— start of Passage shown —
# Veritas Large Shoulder Plane



## Gofor

I have been drooling over one, too. Your review may have just pushed me over the edge. Concerning the blades, I read somewhere that the O1 blade will take a keener edge than the A2 due to the metal grain geometry. Have you found this to be true or is it so minimal that in practice it is a moot point?


----------



## gizmodyne

Great review. I have the medium and love it.


----------



## Karson

Great looking plane. I was wondering how I could get help on the tenons.


----------



## Radish

Yup, I love my medium too. Good to hear from you again, Digger.


----------



## GaryK

Great review. Got me thinking.


----------



## rikkor

Thanks for the thorough review.


----------



## MsDebbieP

excellent review!!!


----------



## Critterman

I got one from Santa this year and it's great. Very smooth and easy to set up. Used it the other day in a crunch and it made the job effortless. I love mine.


----------



## schwingding

Thanks for the review. I have the medium one and the additional features of the large one sound great.


----------



## TheGravedigger

Gofor, I don't have any A2 blades, so I can't comment on the differences. I'm sure someone else has experience there. I DO know that high-carbon provides the keenest edge of all, but has poor durability compared to the harder steels. Past that all are something of a trade-off.
— end of Passage shown —
— start of Record list —
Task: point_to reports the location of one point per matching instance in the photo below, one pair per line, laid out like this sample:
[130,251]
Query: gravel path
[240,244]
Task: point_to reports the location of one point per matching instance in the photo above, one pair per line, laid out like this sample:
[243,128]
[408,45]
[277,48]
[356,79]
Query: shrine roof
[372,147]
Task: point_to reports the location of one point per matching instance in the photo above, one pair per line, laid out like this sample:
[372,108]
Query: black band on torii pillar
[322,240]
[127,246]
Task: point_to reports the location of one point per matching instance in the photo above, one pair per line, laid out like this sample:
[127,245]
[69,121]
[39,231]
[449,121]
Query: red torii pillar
— end of Record list —
• Request A:
From the shoulder plane thread, output the part that begins at the words "I have been" and stops after the words "and love it.".
• Request B:
Translate this sentence from the shoulder plane thread into Spanish: "Concerning the blades, I read somewhere that the O1 blade will take a keener edge than the A2 due to the metal grain geometry."

• Complete answer A:
I have been drooling over one, too. Your review may have just pushed me over the edge. Concerning the blades, I read somewhere that the O1 blade will take a keener edge than the A2 due to the metal grain geometry. Have you found this to be true or is it so minimal that in practice it is a moot point?


----------



## gizmodyne

Great review. I have the medium and love it.

• Complete answer B:
En cuanto a las cuchillas, leí en algún sitio que la cuchilla O1 logra un filo más agudo que la A2 debido a la geometría del grano del metal.